**EXERCISE DETAILS**
Repeat, without changing a word, the part of the forum thread below about COO-based random walks that runs from "The current DGL" up to and including "2470GB cpu memory.".

**DOCUMENT**
----
Random walk impl with COO format (not CSR)?

The current DGL random walk implementations require a CSR graph format. For my use case, the CSR format requires a much larger memory footprint than its COO format:
For 68B edges (5 edge types), DGL(COO) is 1099GB cpu memory, and DGL(CSR) is 2470GB cpu memory.

Do you think it’d be possible to implement a random walk implementation that uses the COO format and is also just as performant as the CSR-based implementation? The high CPU memory overhead of CSR is causing complications with serving.


Is the number 2470G only from CSR or from both CSR and COO? In general COO storage is O(2 * E) while CSR is O(2 * E + N). It shouldn’t differ that much. You could try directly creating a graph from CSR and see again.

In general I think it’s hard to implement a COO-based random walk because you need to find the successors of a vertex, unless the COO array is sorted (which is equivalent to a CSR).

The 2470G is only from CSR (I had used graph = graph.formats(['csr']) to force CSR only). This CPU memory discrepancy is indeed strange, I need to investigate what’s going on there, as for our graphs num_edges >> num_nodes.

Thanks for the info!

One thing I realized recently is that our COO to CSR conversion is not optimal; while the output consumption is O(2 * E + N), the peak consumption is actually more than that, probably 4 * E, because we maintain some O(E) arrays for sorting.

You could directly construct a CSR graph by

g = dgl.graph(('csr', (indptr, indices, data)))
----
**DATA SECTION**
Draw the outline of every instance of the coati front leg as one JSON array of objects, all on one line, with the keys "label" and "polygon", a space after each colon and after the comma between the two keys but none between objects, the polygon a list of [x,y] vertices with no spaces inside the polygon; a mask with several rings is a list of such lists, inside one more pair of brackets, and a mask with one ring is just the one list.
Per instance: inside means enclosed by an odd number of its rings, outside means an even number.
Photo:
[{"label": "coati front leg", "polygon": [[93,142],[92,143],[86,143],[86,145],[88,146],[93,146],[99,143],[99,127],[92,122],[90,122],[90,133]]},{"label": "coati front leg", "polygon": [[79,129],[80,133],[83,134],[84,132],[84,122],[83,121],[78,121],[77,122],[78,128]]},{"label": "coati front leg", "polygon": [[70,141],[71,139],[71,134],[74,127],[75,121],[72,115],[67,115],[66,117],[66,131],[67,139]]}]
----
**FINISHED TASK**
The current DGL random walk implementations require a CSR graph format. For my use case, the CSR format requires a much larger memory footprint than its COO format:
For 68B edges (5 edge types), DGL(COO) is 1099GB cpu memory, and DGL(CSR) is 2470GB cpu memory.